### What the task asks
Every record here needs to be written out again exactly.

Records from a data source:
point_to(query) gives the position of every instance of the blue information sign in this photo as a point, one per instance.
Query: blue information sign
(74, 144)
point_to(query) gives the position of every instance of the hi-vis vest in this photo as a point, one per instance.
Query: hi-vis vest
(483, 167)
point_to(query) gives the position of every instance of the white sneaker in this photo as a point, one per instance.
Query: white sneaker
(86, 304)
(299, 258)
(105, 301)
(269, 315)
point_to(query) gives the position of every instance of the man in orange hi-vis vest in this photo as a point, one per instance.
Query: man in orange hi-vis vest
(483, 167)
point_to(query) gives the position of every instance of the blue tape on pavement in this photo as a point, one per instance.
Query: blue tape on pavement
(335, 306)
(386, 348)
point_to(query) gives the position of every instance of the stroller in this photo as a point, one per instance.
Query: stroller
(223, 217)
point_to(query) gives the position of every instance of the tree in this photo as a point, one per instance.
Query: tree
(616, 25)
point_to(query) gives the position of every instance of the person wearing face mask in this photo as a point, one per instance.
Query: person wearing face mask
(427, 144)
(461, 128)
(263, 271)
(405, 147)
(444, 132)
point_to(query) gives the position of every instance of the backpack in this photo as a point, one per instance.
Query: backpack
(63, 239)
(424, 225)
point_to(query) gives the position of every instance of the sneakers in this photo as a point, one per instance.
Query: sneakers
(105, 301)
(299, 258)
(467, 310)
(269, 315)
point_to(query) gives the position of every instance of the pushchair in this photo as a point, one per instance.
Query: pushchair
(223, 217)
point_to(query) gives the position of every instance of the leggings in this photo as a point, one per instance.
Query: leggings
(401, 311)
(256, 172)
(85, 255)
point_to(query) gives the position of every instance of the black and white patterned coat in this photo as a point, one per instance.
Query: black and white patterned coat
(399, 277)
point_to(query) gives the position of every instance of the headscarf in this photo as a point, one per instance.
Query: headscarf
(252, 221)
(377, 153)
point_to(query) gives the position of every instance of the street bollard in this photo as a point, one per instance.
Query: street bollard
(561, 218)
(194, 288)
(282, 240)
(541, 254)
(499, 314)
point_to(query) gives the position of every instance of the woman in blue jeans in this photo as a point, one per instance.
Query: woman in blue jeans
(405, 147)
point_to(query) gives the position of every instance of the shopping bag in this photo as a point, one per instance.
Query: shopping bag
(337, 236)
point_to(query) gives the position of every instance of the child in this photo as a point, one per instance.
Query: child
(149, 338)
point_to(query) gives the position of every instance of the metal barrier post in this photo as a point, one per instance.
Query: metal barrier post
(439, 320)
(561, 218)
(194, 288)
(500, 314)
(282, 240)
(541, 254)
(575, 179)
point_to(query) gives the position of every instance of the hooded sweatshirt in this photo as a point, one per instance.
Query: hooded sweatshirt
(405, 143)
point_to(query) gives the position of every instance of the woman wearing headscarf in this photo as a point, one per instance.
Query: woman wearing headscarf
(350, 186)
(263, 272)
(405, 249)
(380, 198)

### The answer
point_to(query) gives the position of every instance of the blue information sign in this photo as a point, one per instance.
Query: blue information sign
(74, 144)
point_to(query) gives the position of every instance of the hi-vis vest in this photo as a point, one per instance.
Query: hi-vis vest
(483, 167)
point_to(query) gives the position of every instance of the white sneaker in this photo as a point, one per instance.
Query: white sneaker
(86, 304)
(299, 258)
(105, 301)
(269, 315)
point_to(query) gives the position of every instance of the man in orange hi-vis vest in this photo as a point, one per instance.
Query: man in orange hi-vis vest
(483, 167)
point_to(query) gives the position of every instance of the blue tape on pavement in this photo as a point, one per instance.
Query: blue tape on pavement
(335, 306)
(386, 348)
point_to(query) gives the position of every instance of the stroller in this photo as a point, one per instance.
Query: stroller
(223, 217)
point_to(query) gives the position of every instance of the tree in this photo as a point, one per instance.
Query: tree
(616, 25)
point_to(query) gives the position of every instance of the person wearing face mask in this photo as a point, one per instance.
Query: person wearing face mask
(427, 144)
(461, 128)
(263, 271)
(405, 147)
(444, 132)
point_to(query) gives the position of every instance of the backpack in this photo as a point, one per instance.
Query: backpack
(63, 239)
(424, 225)
point_to(query) gives the position of every instance of the sneakers in this photo as a point, one per instance.
Query: sneakers
(105, 301)
(299, 258)
(467, 310)
(269, 315)
point_to(query) gives the position of every instance of the pushchair in this photo as a point, one per instance.
Query: pushchair
(223, 217)
point_to(query) gives the position of every instance of the leggings in this photo as a point, one per instance.
Query: leggings
(401, 311)
(256, 172)
(85, 255)
point_to(query) gives the position of every instance of the black and white patterned coat in this photo as a point, one per instance.
Query: black and white patterned coat
(399, 277)
point_to(query) gives the position of every instance of the headscarf in this photo as a point, one per instance.
Query: headscarf
(252, 221)
(377, 153)
point_to(query) gives the position of every instance of the street bollard in this photo as a point, one per instance.
Query: street bollard
(561, 218)
(194, 288)
(282, 240)
(541, 254)
(499, 314)
point_to(query) gives the position of every instance of the woman in blue jeans in this photo as a point, one per instance.
Query: woman in blue jeans
(405, 147)
point_to(query) gives the position of every instance of the shopping bag in this photo as a point, one per instance.
Query: shopping bag
(337, 236)
point_to(query) gives the position of every instance of the child in this photo as a point, one per instance.
Query: child
(149, 338)
point_to(query) gives the position of every instance of the metal barrier post in this photo as a point, one per instance.
Query: metal barrier post
(439, 320)
(561, 218)
(194, 288)
(500, 314)
(282, 240)
(541, 254)
(575, 179)
point_to(query) gives the position of every instance of the hooded sweatshirt in this photo as a point, one per instance.
Query: hooded sweatshirt
(405, 143)
point_to(query) gives the position of every instance of the woman wearing headscarf in this photo as a point, one per instance.
Query: woman wearing headscarf
(350, 186)
(263, 272)
(405, 249)
(380, 198)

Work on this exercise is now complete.